Directive A: From the listing below, pull out each line that contains the string "mounted" and copy those lines.

Quoted text:
##########

Dear Donagh, Thank you for your website, and thank your colleague Simon for me. I enjoy the new material every month and I always look forward to it. I don’t think I'd have the courage to put myself out there in public every month in the way that you do. My own problem is related to this. In my job I have to speak in public; I'm a lecturer in […] Institute of Technology. You would expect that I would have become used to it by now, but I am as nervous before a lecture as I was when I started about ten years ago. The subject-matter is not the problem; the problem is facing a crowd.. I feel as nervous as a kitten, even though I am twice their age. My throat tightens and I hear myself speaking in an unnatural voice. Afterwards I'm exhausted for hours. I’m becoming very tired of it. I can't understand it. I've read books on public speaking, but they make my situation worse, if anything. Since I read you every month I thought I might ask your view about this. You always have suggestions; would you pitch a few this way please? J.

    Dear J, Thanks for your kind words. Yes, ten years is a long time to have a dry throat. And the hours of exhaustion…. Yes, I’ll share your woes and make a few suggestions.

##########

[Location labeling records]

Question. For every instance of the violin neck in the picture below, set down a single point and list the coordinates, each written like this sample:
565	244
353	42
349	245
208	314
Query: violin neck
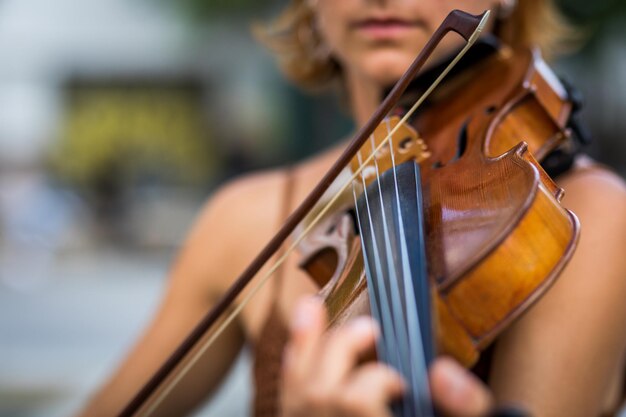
391	222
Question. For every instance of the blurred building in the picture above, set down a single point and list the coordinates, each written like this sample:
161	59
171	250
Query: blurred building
117	119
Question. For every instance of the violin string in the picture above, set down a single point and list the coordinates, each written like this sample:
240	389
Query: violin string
381	350
386	323
376	282
246	299
390	283
419	373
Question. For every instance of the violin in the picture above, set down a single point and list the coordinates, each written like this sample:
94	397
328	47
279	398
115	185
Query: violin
454	232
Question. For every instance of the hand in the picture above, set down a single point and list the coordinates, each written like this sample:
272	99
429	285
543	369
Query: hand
323	377
456	391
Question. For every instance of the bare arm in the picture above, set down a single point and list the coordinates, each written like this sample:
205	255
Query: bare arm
559	359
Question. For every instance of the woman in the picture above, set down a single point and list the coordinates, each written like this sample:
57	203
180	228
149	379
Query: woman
558	360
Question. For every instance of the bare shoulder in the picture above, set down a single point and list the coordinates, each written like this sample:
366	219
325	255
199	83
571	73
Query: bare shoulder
235	223
589	180
596	194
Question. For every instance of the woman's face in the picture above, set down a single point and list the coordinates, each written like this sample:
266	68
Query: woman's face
378	39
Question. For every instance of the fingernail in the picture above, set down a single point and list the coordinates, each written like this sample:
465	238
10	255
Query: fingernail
456	378
306	313
463	389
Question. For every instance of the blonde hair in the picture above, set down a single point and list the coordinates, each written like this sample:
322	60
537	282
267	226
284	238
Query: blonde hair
299	50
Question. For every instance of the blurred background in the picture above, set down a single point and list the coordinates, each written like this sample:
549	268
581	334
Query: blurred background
117	120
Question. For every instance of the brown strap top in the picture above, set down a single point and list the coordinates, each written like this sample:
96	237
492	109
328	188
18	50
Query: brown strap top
268	350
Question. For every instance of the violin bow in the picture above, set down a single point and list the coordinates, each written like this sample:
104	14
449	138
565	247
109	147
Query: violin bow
469	28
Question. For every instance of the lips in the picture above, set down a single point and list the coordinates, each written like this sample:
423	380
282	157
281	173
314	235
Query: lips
385	28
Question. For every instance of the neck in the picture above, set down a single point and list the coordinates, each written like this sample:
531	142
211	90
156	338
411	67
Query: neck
365	96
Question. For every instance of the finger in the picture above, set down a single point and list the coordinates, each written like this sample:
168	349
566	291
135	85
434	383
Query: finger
343	348
457	392
370	389
307	328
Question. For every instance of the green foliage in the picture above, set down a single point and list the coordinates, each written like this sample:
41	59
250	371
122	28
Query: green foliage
133	134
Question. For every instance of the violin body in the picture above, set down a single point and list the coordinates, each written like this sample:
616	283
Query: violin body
496	234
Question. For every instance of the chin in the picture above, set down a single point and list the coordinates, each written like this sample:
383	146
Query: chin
387	68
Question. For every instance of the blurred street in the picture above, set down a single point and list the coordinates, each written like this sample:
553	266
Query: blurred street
60	339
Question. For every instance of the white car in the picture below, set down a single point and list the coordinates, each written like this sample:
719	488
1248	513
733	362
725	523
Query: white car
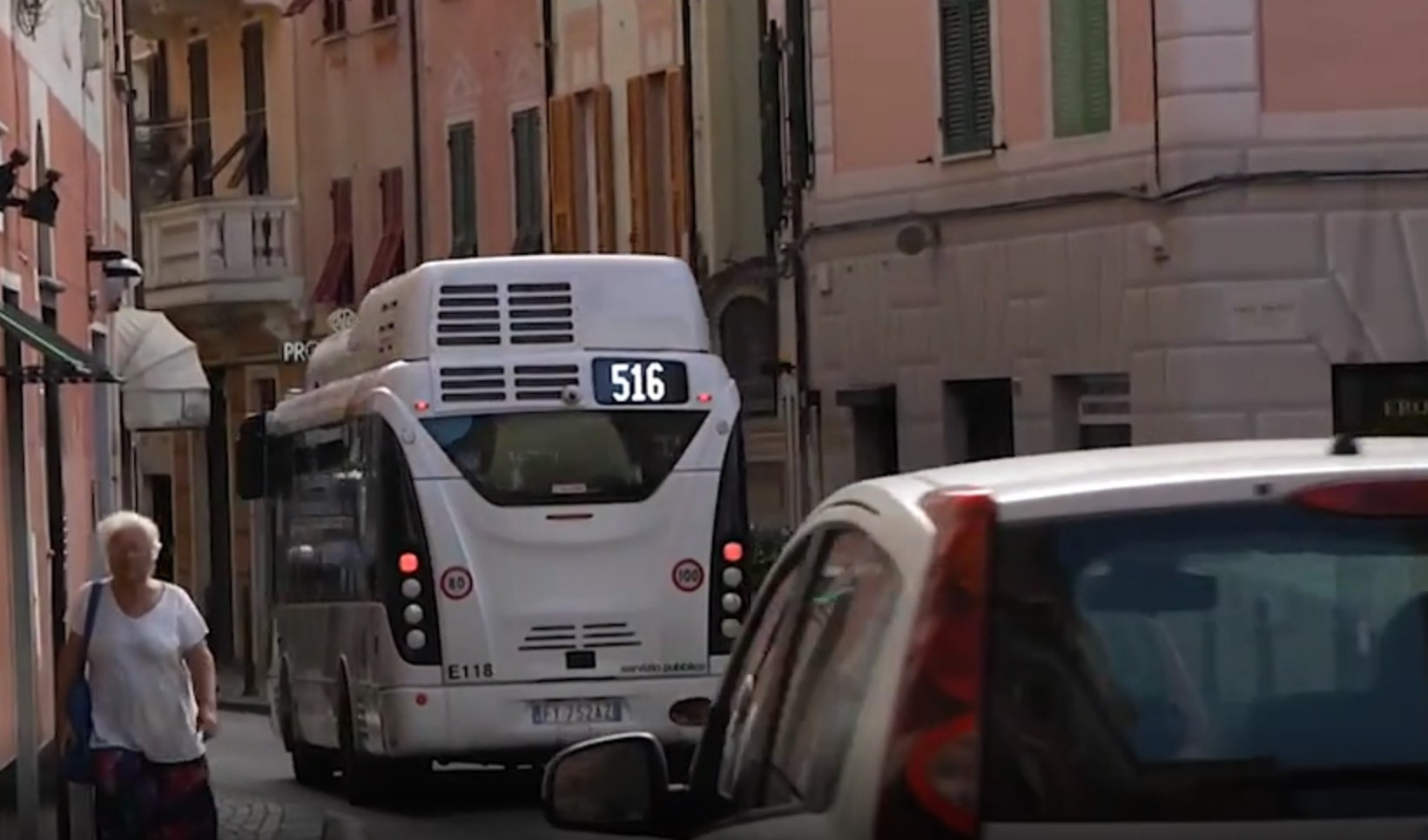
1082	644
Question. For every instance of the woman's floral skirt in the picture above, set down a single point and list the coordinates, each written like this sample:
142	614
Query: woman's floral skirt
136	799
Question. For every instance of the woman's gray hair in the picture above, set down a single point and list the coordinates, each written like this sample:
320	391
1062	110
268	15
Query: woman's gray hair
123	521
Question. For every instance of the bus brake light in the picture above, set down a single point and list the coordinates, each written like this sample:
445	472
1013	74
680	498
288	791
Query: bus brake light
1392	497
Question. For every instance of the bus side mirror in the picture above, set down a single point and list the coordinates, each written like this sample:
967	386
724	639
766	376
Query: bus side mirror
252	457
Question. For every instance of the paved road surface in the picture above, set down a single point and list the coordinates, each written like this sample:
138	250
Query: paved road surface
259	799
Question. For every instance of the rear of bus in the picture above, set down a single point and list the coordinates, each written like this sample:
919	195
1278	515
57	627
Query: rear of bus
1256	659
586	517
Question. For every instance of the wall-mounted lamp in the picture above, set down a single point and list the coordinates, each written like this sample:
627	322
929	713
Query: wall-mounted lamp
10	176
44	202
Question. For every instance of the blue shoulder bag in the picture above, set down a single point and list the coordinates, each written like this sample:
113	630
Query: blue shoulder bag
79	706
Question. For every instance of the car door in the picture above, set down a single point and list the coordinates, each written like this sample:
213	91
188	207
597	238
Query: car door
791	723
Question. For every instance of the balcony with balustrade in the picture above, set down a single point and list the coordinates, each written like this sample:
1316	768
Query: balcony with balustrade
222	252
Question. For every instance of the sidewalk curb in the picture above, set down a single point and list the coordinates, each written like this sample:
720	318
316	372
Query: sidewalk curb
341	828
245	704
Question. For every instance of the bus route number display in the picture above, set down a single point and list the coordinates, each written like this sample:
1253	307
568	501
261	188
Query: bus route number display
640	382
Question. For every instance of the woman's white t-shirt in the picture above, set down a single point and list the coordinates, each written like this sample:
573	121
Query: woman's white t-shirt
142	689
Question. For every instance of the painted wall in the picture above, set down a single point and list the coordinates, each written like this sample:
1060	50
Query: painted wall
482	62
610	42
1227	307
46	93
353	91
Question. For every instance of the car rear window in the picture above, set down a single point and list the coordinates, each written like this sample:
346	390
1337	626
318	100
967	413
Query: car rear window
1229	663
566	457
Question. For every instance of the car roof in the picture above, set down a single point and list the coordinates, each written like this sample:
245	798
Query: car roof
1102	472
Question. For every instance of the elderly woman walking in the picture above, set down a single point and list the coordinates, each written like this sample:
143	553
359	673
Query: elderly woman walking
153	686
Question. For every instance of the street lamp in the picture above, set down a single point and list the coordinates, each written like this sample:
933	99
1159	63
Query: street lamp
42	203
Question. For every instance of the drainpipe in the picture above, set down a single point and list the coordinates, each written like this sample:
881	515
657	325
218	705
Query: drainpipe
547	28
797	33
1155	96
22	608
690	165
419	191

##########

Directive B: Write the next part of the advice column on fear of public speaking, picking up after its last sentence.

Task answer A:
Question. For every instance of the wall-mounted lamp in the picture above, set down a single point and list the coordinates, each written like this sample:
Query: wall-mounted lamp

Task answer B:
    I have to do a lot of public speaking too. Unlike you, I don’t find it a strain. But I will never forget the beginning - and especially the time before the beginning. I lived in dread of the day when I would have to speak in public. In practice sessions my knees used to knock and I used to crouch down like a beaten dog. Left to myself I would never have started. When I did start, it was awful: one of the audience began to laugh so much that she had to leave. I hadn’t said anything funny; she was laughing at me, and I knew it. The odd thing is that I don’t remember any more after that. No I didn’t pass out or anything! Maybe I've just suppressed the memory. But somehow I recovered from that terrible day long ago.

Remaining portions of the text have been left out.